> [SUPPLIED DATA]
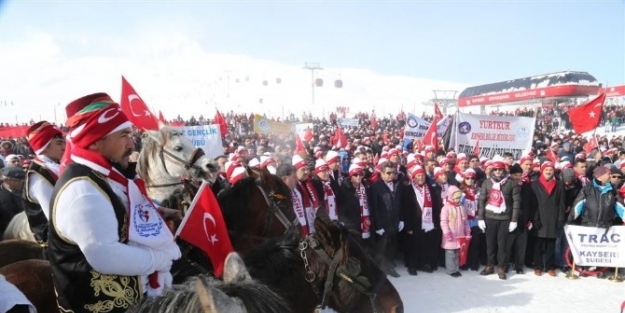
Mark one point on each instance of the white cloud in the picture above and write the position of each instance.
(173, 73)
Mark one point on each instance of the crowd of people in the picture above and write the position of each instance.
(408, 198)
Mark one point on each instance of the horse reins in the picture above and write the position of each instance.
(273, 208)
(362, 285)
(188, 165)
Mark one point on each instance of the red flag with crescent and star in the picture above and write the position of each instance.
(586, 117)
(135, 108)
(431, 137)
(203, 226)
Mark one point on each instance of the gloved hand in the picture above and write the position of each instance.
(481, 224)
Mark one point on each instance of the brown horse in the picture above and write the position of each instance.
(34, 279)
(330, 268)
(256, 208)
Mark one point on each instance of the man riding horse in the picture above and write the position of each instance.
(101, 253)
(49, 145)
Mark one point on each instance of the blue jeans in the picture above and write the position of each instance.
(561, 245)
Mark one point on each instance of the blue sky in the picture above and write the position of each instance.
(472, 42)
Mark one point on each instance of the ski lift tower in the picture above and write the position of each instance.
(446, 99)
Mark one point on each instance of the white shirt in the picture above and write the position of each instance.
(39, 189)
(84, 215)
(10, 296)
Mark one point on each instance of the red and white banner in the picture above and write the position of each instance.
(203, 226)
(495, 134)
(521, 95)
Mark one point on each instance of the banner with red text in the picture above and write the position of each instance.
(496, 134)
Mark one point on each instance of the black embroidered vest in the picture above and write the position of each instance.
(34, 212)
(78, 286)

> [THE TASK]
Copy the line containing "Mark one point on each instance of the white shirt" exactly. Then copy every line after it through the end of the listing, and nothing more.

> [ANSWER FOR THIS EXERCISE]
Mark one point on each instance of the white shirt in the picture above and write the position of each instance.
(39, 189)
(84, 215)
(10, 296)
Mark one point on each instance of the red and white banner in the picture above and write the position of each instance.
(203, 226)
(495, 134)
(521, 95)
Mark one point on each instance of the banner with red text in the picture above and write the position of each instance.
(496, 134)
Mark one point on each instance of the black embroidered vest in the picture above and write the position of each instance.
(34, 212)
(78, 286)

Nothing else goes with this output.